Eating a vegetarian diet can have a dramatic effect on your heart. A study of 44,000 people has revealed that vegetarians are 32% less likely to die from, or need hospital treatment for, heart disease. Scientists at the University of Oxford tracked 15,100 vegetarians and 29,400 people who ate meat and fish. Over the course of 11 years, 169 people in the study died from heart disease and 1,066 needed hospital treatment – and they were significantly more likely to have been meat and fish eaters than vegetarians. (BBC online news)
I have no idea whether Epicurus was a vegetarian, but assume that the healthy Mediterranian diet hasn’t changed all that much in the intervening years. Modern processed foods supply too much harmful sugar and too much salt (apart from other additives), but no one dare confront the companies that make huge swathes of the population obese and unhealthy. To adapt the mantra of the National Rifle Association, “Food doesn’t kill; a person eating it does”.
(The original draft of this blog called the above “really silly”. But “really silly” doesn’t quite fill the bill).
Epicureans, modest eaters and drinkers, live healthy lives and live longer as a group.
Epicureans are all about balance and given the social structure of Epicurus’ day, I can imagine what wonderful meals and conversations they enjoyed. That is, I doubt Epicurus did his own cooking but who knows? I also imagine small birds and fish often landed on their plates. It’s fun to take shelter in those lovely Mediterranean images on these cold, damp days.

**Exercise set:**
- 1) In the post on vegetarian diets and Epicurus, over how many years did the University of Oxford scientists track the people in their study?
- 2) Pick up the post on vegetarian diets and Epicurus after its last sentence and write what comes next.

**Dataset:**
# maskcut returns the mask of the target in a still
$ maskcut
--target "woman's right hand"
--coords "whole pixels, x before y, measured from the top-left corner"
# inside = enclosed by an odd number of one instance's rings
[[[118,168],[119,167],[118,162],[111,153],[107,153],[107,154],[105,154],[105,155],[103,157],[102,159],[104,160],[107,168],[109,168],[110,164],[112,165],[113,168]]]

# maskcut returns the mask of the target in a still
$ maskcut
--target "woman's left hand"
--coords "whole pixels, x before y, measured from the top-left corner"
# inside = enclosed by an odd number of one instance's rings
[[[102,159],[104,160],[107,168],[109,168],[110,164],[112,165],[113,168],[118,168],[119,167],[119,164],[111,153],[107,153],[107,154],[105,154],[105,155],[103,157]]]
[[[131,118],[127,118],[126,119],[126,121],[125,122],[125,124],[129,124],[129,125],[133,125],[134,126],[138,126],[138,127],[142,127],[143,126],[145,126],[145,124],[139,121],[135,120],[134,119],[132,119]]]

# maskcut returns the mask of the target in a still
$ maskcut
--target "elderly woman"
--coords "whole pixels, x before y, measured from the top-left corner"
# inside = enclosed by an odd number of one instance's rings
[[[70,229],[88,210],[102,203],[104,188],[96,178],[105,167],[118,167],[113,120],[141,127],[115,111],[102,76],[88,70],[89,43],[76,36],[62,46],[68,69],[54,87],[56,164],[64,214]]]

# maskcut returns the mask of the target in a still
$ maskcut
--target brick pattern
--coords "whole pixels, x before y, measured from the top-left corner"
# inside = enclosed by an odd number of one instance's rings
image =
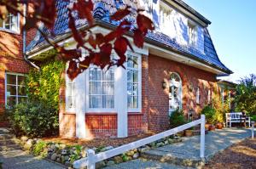
[[[183,110],[198,117],[201,109],[207,104],[207,91],[219,93],[214,74],[154,55],[148,57],[148,130],[161,132],[168,129],[169,87],[162,88],[162,82],[168,82],[172,72],[179,74],[183,82]],[[196,88],[200,87],[200,103],[195,103]]]
[[[117,114],[85,115],[86,133],[88,138],[116,138]]]
[[[20,16],[20,25],[23,25],[22,21]],[[27,35],[32,36],[31,31]],[[23,59],[22,48],[21,32],[0,31],[0,115],[5,110],[5,72],[26,74],[31,68]]]
[[[143,131],[143,114],[128,114],[128,136],[142,133]]]
[[[60,117],[60,136],[63,138],[75,138],[76,115],[61,114]]]

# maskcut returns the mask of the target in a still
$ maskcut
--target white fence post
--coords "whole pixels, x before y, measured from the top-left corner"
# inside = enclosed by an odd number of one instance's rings
[[[201,115],[201,140],[200,140],[200,157],[204,158],[205,157],[205,142],[206,142],[206,115]]]
[[[94,161],[95,151],[93,149],[87,150],[87,157],[88,157],[88,166],[87,169],[95,169],[96,165]]]
[[[252,122],[251,122],[251,124],[252,124],[252,138],[254,138],[254,121],[253,121]]]

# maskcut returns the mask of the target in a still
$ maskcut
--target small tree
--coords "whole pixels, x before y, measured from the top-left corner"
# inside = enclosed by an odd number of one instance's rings
[[[245,110],[251,115],[256,114],[256,75],[241,78],[236,88],[236,111]]]

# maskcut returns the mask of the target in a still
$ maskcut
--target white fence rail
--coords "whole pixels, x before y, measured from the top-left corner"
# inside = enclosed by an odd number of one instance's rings
[[[133,149],[139,148],[143,145],[146,145],[152,142],[157,141],[163,138],[173,135],[177,132],[182,132],[196,125],[201,125],[201,148],[200,148],[200,156],[201,158],[205,157],[205,122],[206,122],[206,116],[204,115],[201,115],[201,119],[197,121],[194,121],[188,124],[177,127],[176,128],[172,128],[171,130],[155,134],[154,136],[150,136],[148,138],[145,138],[120,147],[117,147],[115,149],[102,152],[99,154],[95,155],[95,151],[93,149],[87,150],[87,157],[80,159],[79,161],[74,161],[73,167],[74,168],[81,168],[87,166],[88,169],[95,169],[96,163],[104,161],[106,159],[113,157],[115,155],[120,155],[126,151],[129,151]]]

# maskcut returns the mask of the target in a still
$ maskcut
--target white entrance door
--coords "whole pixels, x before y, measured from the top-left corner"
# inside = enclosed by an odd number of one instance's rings
[[[182,107],[182,82],[177,73],[172,73],[169,80],[169,115]]]

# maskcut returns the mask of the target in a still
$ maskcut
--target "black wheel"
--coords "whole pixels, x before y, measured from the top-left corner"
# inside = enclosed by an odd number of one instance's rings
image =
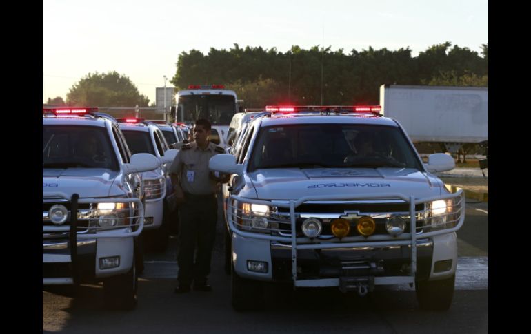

**Set of answers:**
- 1) 11 years.

- 2)
I do recognize the moral superiority of non-violence, and realize that veganism is the only ethical lifestyle in terms of non-violence and avoiding cruelty towards other sentient beings, but I’m not a fanatic and am flexible. I think eating fish is healthier than eating meat. In fact, the Mediterranean diet features it prominently.
I’ve been thinking of writing a piece on the live foods lifestyle for the Society of Epicurus page. Diet has everything to do with moods and health.
There might be such a thing as an (ideal) Epicurean dietary lifestyle: one that is simple, and that leads to happiness and health. There are foods that are mood boosters (raw cacao, yerba mate, maca) and then there are simple foods, particularly in the live foods lifestyle (fruits, fermented foods) that have a similar effects which are almost immediately noticeable: one feels happier and healthier and in a good mood.